(Beginning of Provided entries)
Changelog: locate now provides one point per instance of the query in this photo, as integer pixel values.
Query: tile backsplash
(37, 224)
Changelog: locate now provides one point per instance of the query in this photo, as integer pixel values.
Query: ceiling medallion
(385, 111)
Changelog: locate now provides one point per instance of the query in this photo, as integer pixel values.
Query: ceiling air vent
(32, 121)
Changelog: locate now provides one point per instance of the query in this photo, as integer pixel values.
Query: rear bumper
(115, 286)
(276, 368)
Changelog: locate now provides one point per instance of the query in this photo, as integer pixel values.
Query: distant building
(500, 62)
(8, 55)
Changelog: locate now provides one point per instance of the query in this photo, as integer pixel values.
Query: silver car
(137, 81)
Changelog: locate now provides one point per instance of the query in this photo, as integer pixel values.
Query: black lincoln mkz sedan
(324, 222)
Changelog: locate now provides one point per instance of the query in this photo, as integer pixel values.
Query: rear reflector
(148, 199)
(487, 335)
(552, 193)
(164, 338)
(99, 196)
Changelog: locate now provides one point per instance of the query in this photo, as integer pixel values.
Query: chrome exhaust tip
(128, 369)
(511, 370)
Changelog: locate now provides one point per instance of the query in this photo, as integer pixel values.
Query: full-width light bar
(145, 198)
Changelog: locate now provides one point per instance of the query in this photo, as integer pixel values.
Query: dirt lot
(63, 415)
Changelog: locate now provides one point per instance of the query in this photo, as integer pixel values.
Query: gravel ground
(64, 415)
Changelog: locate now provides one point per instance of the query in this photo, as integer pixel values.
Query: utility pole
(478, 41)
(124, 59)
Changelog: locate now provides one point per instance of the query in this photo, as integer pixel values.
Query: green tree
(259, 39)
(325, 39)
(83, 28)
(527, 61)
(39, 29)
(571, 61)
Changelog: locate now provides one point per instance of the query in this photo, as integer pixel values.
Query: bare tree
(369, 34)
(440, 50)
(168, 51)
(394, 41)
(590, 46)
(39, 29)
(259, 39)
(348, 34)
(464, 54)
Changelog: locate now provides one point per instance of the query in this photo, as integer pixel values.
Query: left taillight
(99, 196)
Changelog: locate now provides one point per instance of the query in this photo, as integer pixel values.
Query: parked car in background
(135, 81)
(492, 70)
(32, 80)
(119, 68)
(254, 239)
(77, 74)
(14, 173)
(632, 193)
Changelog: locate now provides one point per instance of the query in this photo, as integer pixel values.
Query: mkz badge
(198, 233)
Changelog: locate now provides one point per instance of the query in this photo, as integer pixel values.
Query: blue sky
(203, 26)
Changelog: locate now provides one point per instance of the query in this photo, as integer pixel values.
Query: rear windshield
(End of Provided entries)
(Beginning of Provided entries)
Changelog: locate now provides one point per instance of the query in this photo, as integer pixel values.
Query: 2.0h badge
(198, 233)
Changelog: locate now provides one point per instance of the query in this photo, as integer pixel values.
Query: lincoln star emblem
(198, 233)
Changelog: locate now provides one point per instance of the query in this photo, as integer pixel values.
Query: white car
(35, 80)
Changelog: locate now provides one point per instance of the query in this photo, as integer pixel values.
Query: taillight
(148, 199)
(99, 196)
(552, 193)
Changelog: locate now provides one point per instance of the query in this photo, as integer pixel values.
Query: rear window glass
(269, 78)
(End of Provided entries)
(Beginning of Provided entries)
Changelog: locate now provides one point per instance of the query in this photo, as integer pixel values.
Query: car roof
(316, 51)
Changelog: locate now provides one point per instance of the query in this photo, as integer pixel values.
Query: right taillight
(End of Provided entries)
What you need to do
A word-for-word copy of the lines above from the one with "Query: parked car in background" through the one with "Query: rear windshield", inclusive, is the only output wanted.

Reply to the task
Query: parked car in background
(135, 81)
(492, 70)
(32, 80)
(119, 68)
(254, 239)
(77, 74)
(14, 173)
(632, 193)
Changelog: locate now provides one point per instance of the query in this photo, as integer pixel values.
Query: mkz badge
(198, 233)
Changelog: locate now provides one point per instance of the query in this photo, as integer pixel values.
Query: blue sky
(203, 26)
Changelog: locate now provides one point per instance of the query in this photo, as integer pixel values.
Query: rear windshield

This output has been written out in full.